Take the material and output all of it exactly.

Coordinate annotation records
+ + + + + + +

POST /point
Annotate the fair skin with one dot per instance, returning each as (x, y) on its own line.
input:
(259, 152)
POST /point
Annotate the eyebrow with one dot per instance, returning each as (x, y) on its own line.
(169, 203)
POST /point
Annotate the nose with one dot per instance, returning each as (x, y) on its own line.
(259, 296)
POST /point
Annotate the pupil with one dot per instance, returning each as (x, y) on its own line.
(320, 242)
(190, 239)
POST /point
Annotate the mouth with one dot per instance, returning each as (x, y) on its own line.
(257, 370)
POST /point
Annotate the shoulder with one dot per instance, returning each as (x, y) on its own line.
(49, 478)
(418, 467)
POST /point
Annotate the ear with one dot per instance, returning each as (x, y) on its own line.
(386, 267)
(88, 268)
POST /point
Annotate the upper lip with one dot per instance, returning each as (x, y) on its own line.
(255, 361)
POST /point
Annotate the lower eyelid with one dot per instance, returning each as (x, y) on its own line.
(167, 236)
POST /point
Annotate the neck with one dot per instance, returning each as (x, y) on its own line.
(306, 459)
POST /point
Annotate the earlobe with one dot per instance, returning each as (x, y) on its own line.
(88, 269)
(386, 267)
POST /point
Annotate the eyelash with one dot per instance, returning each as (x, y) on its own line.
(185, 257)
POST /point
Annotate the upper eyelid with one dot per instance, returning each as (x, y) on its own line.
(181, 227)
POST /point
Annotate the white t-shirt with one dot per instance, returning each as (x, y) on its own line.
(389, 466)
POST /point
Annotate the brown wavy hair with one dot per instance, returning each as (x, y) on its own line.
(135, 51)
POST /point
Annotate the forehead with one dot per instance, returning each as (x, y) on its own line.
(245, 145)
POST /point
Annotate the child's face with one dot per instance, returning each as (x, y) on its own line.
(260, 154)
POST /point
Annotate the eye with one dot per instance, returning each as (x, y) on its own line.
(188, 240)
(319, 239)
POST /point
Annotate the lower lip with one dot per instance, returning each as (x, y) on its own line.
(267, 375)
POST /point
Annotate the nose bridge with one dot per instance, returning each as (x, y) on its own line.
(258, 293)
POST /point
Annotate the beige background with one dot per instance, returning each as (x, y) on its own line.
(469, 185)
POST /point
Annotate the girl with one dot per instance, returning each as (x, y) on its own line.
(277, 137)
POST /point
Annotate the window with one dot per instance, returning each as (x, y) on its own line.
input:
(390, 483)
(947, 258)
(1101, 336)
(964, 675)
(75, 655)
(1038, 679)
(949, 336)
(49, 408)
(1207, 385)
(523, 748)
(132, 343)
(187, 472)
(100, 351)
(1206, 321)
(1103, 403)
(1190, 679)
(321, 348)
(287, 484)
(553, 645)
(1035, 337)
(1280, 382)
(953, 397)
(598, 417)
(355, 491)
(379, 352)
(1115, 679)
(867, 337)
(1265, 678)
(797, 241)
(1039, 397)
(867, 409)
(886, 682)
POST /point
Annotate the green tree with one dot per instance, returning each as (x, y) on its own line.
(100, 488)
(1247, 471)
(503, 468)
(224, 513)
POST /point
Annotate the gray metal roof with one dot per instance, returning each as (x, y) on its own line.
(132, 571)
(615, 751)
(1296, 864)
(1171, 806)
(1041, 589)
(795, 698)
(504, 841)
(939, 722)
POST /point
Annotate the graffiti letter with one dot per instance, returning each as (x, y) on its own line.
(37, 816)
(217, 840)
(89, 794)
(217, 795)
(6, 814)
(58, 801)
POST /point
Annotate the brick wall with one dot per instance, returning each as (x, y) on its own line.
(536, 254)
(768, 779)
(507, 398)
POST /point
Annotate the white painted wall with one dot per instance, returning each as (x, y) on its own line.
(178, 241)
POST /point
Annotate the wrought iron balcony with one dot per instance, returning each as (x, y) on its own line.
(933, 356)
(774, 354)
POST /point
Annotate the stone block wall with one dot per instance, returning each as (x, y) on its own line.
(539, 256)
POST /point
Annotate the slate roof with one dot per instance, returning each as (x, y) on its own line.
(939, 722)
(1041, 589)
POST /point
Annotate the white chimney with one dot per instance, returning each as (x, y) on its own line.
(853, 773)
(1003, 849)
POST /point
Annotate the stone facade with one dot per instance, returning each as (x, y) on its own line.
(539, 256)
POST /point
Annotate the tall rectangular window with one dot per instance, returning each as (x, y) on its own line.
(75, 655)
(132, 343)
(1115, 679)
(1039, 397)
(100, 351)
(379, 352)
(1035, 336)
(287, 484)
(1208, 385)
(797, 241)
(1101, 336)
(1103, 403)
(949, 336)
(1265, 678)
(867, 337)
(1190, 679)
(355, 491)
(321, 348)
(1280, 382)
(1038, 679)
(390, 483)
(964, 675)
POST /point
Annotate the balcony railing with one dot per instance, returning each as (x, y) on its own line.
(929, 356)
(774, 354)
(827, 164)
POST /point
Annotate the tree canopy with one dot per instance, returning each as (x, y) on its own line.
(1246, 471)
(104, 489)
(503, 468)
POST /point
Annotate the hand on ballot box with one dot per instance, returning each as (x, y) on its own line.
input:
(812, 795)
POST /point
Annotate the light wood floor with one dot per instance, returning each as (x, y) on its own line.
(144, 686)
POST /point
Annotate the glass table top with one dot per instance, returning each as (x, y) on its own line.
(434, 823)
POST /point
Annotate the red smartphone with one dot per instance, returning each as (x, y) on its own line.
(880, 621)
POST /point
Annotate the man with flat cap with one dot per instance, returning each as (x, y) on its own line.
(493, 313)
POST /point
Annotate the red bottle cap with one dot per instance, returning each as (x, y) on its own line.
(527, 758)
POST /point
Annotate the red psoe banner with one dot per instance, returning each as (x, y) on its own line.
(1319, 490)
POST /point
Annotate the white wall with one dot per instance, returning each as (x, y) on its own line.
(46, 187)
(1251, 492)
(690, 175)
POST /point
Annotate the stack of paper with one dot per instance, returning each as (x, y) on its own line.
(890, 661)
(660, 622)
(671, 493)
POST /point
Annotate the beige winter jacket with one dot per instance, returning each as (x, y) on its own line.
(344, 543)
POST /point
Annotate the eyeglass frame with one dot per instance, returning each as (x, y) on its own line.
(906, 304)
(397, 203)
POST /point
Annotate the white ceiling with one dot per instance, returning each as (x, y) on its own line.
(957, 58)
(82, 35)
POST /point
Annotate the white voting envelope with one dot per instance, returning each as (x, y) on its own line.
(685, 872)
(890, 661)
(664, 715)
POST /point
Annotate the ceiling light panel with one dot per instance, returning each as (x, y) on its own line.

+ + + + + + +

■ Response below
POST /point
Annotate the fair skin with one dot per instance, returning each as (x, y) on its own line.
input:
(259, 152)
POST /point
Annotate the eyebrow with one dot per instance, returning each as (x, y) on its own line.
(169, 203)
POST /point
Annotate the nose with one dot per instance, returning each as (x, y) on its own line.
(259, 296)
POST /point
Annotate the pupil with one dot per instance, returning each as (x, y) on its own line.
(320, 242)
(190, 239)
POST /point
Annotate the mouth with one dot per instance, returning each as (x, y) on its own line.
(257, 370)
POST /point
Annotate the shoulder with one dot per instance, returning each as (x, y) on its own line.
(49, 478)
(418, 467)
POST /point
Annotate the ear with one dot per instance, returning each as (x, y) on its own line.
(386, 267)
(88, 268)
POST /point
Annotate the upper lip with one dot per instance, returning each as (x, y) on its own line.
(255, 361)
POST /point
Annotate the lower eyelid with one dot per instance, returning each as (x, y) on its own line.
(167, 236)
POST /point
Annotate the neck with one dot per instance, returning each as (x, y) on its own line.
(306, 459)
POST /point
Annotate the earlobe with one dot per instance, returning each as (x, y) on its own line.
(88, 269)
(386, 267)
POST /point
Annotate the eyelash with one dot per instance, returning each as (x, y) on its own line.
(185, 257)
POST /point
Annotate the upper eyelid with one dot per instance, returning each as (x, y) on its own line.
(181, 227)
POST /point
Annotate the white t-shirt with one dot per instance, returning each as (x, y) on its own line.
(389, 466)
POST /point
Annotate the brown wavy hair with one dot per instance, returning each as (x, y) on its own line.
(135, 51)
POST /point
Annotate the forehead with one dot per instance, returning each as (x, y) on its own line.
(245, 145)
POST /point
Annotate the child's face with one dot per instance, returning each as (x, y) on its own line.
(260, 154)
POST /point
Annotate the eye with one dot per instance, returning each as (x, y) on its own line.
(188, 240)
(319, 239)
POST /point
Annotate the lower lip with one dot per instance, returning each as (x, y) on its own line.
(267, 375)
POST /point
Annotate the nose bridge with one dot per instance, returning each as (x, y) on its own line.
(258, 293)
POST /point
Annotate the beige background with one dot per instance, returning each as (x, y) on its own line.
(469, 185)
POST /point
Annotate the girl with one dot per instance, returning each as (x, y) on its own line.
(277, 137)
POST /point
Annotate the window with one dot per instance, returning each as (x, y) on its own line.
input:
(390, 483)
(947, 258)
(1101, 336)
(964, 675)
(75, 655)
(1038, 679)
(949, 336)
(49, 408)
(1207, 385)
(523, 748)
(132, 343)
(187, 472)
(100, 351)
(1206, 321)
(1103, 403)
(1190, 679)
(321, 348)
(287, 484)
(553, 645)
(1035, 337)
(1280, 382)
(953, 397)
(598, 417)
(355, 491)
(379, 352)
(1115, 679)
(867, 337)
(1265, 678)
(797, 241)
(1039, 397)
(867, 409)
(886, 682)
POST /point
Annotate the green tree with one dot per instance, returning each as (x, y) on its own line.
(100, 488)
(1247, 471)
(503, 468)
(224, 513)
POST /point
Annotate the gray metal roof with one dot per instance, returning each as (x, y) on its own line.
(132, 571)
(615, 751)
(1296, 864)
(1171, 806)
(1041, 589)
(795, 698)
(504, 841)
(939, 722)
POST /point
Annotate the graffiti letter with one dot per instance, returning each as (x, y) on its own line.
(37, 816)
(217, 840)
(89, 794)
(217, 795)
(6, 814)
(58, 801)
POST /point
Annotate the brick wall with one dot per instance, returning each as (x, y) on its own line.
(536, 254)
(768, 779)
(507, 398)
POST /point
Annotate the white painted wall with one dot per instance, returning each as (x, y) on its own line.
(178, 241)
POST /point
Annotate the wrought iron balcony with one dot per instance, returning each as (x, y) on its own line.
(933, 356)
(774, 354)
POST /point
Annotate the stone block wall with one dot per instance, returning each as (x, y) on its own line.
(539, 256)
POST /point
Annotate the slate roof with one dot per instance, returning each as (x, y) on its own line.
(939, 722)
(1041, 589)
POST /point
Annotate the white chimney with one dot per instance, returning each as (x, y) on its own line.
(853, 773)
(1003, 849)
POST /point
Annotate the stone facade with one dot per instance, returning each as (x, y) on its own line.
(539, 256)
POST /point
Annotate the tall rectangular window with one dot per instance, returning each as (x, y) on its own line.
(75, 655)
(132, 343)
(1115, 679)
(1039, 397)
(100, 351)
(379, 352)
(1035, 336)
(287, 484)
(1208, 385)
(797, 241)
(1101, 336)
(1103, 403)
(949, 336)
(1265, 678)
(867, 337)
(1190, 679)
(355, 491)
(321, 348)
(1280, 382)
(1038, 679)
(390, 483)
(964, 675)
POST /point
Annotate the balcony railing with one dot per instance, returning each as (x, y) on its own line.
(929, 356)
(774, 354)
(827, 164)
POST /point
Annotate the tree canopy with one dot per instance, returning each as (x, y) on its own line.
(1246, 471)
(104, 489)
(503, 468)
POST /point
Annotate the hand on ballot box with one dot per instance, returning each as (x, y) on its own line.
input:
(812, 795)
POST /point
Annotate the light wood floor with one dot per instance, returning each as (x, y) on its own line.
(144, 686)
POST /point
Annotate the glass table top with one dot per instance, returning each as (x, y) on its own line.
(434, 823)
POST /point
Annotate the red smartphone with one dot per instance, returning each as (x, y) on its own line.
(880, 621)
POST /point
Annotate the man with flat cap with one dot per instance, returning each as (x, y) on its own line.
(493, 313)
POST /point
Annotate the red bottle cap with one dot per instance, returning each as (x, y) on its own line.
(527, 758)
POST /point
Annotate the red psoe banner with one dot per instance, returning each as (x, y) on its own line.
(1319, 490)
POST /point
Annotate the white wall with one dot per instance, returning each as (x, y) on its own line.
(46, 187)
(1251, 492)
(690, 175)
POST /point
Annotate the stack of paper with one dot per instance, returning each as (x, y) on its own line.
(890, 661)
(660, 622)
(671, 493)
POST /point
Annotate the beige winter jacket with one dot per instance, returning each as (x, y) on its own line.
(344, 543)
POST /point
Annotate the eyeglass frame with one dot per instance, returning each as (x, y) on its own line.
(906, 304)
(397, 203)
POST /point
Annotate the white ceiling with one dot per instance, returning each as (x, y) on its own line.
(957, 58)
(82, 35)
POST /point
Annotate the white voting envelope with one dot per instance, returning each as (x, y) on its own line.
(685, 872)
(890, 661)
(664, 715)
POST /point
Annotate the ceiling light panel with one dot per instance, returning each as (x, y) on its own line.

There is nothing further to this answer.